- Exercise brief
Rewrite the items from the line containing "Given the above image, your assignment is to detect partially" through the line containing "[164,68,254,260]", inclusive, keeping their requests. Offset every bounding-box coordinate in the answers by adding 29.
## BEGIN Stored data
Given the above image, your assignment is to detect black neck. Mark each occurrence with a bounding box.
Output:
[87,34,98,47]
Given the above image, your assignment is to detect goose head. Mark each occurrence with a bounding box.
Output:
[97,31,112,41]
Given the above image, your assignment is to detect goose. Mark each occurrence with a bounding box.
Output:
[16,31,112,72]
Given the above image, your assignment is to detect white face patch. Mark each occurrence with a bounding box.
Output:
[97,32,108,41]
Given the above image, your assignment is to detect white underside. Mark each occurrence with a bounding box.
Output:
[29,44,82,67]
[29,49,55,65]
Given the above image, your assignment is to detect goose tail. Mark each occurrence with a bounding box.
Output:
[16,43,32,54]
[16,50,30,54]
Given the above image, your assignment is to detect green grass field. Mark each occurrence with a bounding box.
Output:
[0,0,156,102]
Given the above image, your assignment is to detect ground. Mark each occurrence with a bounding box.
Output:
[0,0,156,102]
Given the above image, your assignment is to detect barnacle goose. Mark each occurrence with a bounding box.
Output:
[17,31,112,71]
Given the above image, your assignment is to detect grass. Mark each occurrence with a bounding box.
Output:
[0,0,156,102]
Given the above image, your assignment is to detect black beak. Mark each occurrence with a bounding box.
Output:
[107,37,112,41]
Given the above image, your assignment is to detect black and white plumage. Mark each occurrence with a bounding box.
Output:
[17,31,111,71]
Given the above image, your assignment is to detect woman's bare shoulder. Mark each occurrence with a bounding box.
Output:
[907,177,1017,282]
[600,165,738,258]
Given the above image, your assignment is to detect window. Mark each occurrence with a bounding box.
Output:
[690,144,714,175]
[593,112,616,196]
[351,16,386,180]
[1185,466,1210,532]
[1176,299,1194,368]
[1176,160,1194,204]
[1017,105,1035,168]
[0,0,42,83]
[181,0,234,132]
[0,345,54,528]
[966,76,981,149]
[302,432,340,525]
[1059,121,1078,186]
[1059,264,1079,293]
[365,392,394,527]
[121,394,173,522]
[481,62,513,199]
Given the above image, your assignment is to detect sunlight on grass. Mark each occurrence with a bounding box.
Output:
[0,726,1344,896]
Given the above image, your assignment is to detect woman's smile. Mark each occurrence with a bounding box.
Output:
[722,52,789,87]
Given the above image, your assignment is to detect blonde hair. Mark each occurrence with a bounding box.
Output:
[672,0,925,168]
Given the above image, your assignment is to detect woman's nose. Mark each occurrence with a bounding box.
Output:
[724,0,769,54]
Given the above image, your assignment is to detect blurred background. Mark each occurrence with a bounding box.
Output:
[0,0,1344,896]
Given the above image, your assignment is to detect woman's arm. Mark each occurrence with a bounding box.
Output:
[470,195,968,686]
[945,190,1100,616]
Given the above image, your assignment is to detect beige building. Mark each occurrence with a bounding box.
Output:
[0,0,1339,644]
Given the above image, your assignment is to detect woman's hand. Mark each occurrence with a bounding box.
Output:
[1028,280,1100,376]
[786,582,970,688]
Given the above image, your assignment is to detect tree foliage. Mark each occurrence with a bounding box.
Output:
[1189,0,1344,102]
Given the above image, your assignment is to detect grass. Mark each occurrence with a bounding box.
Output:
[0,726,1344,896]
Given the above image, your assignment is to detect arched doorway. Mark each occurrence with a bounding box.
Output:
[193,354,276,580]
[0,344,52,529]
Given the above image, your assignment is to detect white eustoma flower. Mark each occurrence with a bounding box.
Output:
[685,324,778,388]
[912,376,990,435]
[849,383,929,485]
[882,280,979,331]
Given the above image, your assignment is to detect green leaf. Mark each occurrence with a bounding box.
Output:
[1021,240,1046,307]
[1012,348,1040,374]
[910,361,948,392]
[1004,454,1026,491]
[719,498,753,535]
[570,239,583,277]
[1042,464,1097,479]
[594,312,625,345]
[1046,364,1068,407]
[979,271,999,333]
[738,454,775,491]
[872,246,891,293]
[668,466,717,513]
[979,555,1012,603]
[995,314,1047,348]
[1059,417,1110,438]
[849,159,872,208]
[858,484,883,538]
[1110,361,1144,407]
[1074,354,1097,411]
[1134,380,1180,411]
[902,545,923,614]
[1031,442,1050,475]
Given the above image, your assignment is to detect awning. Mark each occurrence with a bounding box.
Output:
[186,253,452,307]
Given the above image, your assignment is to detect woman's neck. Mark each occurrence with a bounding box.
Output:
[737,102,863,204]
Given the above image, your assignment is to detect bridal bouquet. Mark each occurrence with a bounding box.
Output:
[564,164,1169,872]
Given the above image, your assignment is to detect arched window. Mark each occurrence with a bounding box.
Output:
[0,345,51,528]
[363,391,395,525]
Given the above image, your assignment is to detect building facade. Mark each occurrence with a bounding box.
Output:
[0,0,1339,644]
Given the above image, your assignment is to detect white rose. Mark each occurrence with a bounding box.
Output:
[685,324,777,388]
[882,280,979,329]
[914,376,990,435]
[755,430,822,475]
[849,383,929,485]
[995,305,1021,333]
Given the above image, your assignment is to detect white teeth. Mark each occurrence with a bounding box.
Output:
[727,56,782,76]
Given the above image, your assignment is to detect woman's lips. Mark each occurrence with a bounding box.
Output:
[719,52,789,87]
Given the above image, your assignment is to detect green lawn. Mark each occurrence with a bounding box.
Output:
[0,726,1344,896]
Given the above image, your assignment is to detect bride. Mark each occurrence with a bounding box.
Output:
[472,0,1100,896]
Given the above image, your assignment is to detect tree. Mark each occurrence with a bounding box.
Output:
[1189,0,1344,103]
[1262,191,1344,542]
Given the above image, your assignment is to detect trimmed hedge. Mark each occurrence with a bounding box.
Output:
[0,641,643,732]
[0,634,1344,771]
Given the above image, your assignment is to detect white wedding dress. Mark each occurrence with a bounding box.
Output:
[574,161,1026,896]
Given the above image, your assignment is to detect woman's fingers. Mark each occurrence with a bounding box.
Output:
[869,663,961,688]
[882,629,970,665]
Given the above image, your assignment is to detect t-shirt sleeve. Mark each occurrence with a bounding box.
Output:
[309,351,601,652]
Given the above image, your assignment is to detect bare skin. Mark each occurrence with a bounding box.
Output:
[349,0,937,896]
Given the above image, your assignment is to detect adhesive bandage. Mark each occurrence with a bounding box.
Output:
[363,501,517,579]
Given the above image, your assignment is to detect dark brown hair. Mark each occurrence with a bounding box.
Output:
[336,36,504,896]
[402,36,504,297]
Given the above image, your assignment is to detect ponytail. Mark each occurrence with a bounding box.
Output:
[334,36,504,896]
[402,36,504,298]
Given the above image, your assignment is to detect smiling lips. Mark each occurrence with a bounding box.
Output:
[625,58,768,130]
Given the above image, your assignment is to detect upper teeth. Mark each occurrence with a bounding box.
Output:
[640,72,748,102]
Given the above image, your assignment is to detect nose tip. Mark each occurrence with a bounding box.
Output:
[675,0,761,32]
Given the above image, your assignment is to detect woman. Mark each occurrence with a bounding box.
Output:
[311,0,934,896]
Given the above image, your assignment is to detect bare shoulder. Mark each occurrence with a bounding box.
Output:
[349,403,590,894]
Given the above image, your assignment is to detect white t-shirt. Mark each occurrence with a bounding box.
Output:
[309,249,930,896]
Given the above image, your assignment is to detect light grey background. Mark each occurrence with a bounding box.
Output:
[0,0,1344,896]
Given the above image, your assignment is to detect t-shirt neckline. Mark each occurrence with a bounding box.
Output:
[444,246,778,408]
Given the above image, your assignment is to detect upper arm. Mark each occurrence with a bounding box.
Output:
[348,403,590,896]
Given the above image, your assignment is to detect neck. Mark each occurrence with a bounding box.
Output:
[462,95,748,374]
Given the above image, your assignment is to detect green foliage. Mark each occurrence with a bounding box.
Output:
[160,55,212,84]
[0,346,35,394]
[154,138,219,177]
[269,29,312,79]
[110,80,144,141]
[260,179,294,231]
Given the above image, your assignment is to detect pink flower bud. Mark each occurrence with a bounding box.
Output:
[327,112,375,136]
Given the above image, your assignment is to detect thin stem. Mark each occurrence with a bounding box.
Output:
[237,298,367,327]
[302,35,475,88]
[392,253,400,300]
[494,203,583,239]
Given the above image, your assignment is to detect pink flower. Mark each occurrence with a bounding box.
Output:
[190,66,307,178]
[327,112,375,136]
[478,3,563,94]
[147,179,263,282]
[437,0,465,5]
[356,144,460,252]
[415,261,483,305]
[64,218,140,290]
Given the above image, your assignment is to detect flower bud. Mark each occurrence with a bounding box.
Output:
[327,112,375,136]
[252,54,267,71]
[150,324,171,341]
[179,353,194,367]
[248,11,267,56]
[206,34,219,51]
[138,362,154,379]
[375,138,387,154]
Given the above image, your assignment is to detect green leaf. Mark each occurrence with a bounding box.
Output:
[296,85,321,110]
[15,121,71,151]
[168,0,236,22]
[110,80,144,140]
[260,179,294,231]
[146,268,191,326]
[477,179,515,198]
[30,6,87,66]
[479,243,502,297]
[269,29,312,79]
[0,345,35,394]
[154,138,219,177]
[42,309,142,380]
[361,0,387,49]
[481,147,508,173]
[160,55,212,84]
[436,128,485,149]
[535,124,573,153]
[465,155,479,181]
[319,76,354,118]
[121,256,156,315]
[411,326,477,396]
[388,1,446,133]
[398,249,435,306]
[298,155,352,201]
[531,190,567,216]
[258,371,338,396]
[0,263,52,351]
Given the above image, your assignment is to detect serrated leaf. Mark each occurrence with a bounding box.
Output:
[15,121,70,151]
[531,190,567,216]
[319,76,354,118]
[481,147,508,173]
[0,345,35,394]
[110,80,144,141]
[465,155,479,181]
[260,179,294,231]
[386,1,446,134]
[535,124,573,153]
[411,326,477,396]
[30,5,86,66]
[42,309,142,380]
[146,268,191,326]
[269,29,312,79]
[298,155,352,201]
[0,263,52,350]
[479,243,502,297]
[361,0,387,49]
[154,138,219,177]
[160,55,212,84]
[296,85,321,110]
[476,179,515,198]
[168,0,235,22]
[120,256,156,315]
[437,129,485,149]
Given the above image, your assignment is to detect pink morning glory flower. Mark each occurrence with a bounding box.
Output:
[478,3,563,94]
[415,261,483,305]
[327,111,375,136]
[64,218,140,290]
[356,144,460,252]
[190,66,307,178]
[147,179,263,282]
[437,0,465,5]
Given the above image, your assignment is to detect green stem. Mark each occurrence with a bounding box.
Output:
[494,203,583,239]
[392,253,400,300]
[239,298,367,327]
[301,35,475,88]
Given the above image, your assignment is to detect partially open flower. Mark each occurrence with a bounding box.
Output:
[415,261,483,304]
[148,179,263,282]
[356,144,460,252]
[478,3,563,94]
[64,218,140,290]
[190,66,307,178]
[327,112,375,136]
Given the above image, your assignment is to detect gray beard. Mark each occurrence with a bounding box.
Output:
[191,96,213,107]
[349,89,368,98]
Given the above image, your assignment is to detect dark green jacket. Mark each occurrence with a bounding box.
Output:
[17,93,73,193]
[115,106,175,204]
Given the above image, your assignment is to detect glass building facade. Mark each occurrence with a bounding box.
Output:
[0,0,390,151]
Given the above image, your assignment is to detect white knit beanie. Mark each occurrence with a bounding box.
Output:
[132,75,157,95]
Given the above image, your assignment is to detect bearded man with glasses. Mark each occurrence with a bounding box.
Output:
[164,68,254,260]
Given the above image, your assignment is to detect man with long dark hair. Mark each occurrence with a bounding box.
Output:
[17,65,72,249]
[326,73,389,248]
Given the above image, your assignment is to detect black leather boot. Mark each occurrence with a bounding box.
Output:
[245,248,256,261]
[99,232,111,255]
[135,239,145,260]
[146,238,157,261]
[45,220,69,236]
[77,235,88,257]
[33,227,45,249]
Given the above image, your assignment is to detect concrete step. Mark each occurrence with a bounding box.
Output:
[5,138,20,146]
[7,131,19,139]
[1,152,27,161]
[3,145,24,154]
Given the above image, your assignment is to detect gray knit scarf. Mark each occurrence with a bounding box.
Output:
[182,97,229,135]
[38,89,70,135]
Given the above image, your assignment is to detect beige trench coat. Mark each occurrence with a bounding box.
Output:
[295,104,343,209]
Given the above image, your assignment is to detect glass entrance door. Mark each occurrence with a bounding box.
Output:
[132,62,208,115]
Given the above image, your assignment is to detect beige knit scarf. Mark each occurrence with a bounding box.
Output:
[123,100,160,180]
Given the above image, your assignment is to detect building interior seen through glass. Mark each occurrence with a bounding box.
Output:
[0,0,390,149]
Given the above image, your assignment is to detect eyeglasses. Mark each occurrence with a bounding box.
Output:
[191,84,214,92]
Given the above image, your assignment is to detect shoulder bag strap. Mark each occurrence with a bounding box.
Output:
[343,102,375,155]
## END Stored data
- Solution to the exercise
Given the above image, your assignment is to detect partially open flower. Mark each occurrence with a bounding box.
Output:
[444,290,512,333]
[177,208,292,311]
[385,173,489,281]
[507,32,592,123]
[93,247,169,319]
[219,95,336,207]
[356,141,404,165]
Given the above image, your assignment is to detect gray beard. Mark each occurrence with a bounding box.
Output:
[220,125,242,136]
[378,118,397,127]
Given the above image, your assignment is to detect dark green jacket. Mark each occurrence with a bounding box.
Output:
[46,122,102,222]
[144,135,204,233]
Given the above image, your assignment is to detect glass building facade. Mark each occurrence with a bounding box.
Output:
[29,29,419,180]
Given the above image, your assignment is to detect white knit beanie. Mark each occurrence with a bounding box.
Output:
[161,104,186,124]
Given the above image, your assignment is to detect bearded man with glasses. Mark each occurrence with a bounding box.
Output:
[193,97,283,289]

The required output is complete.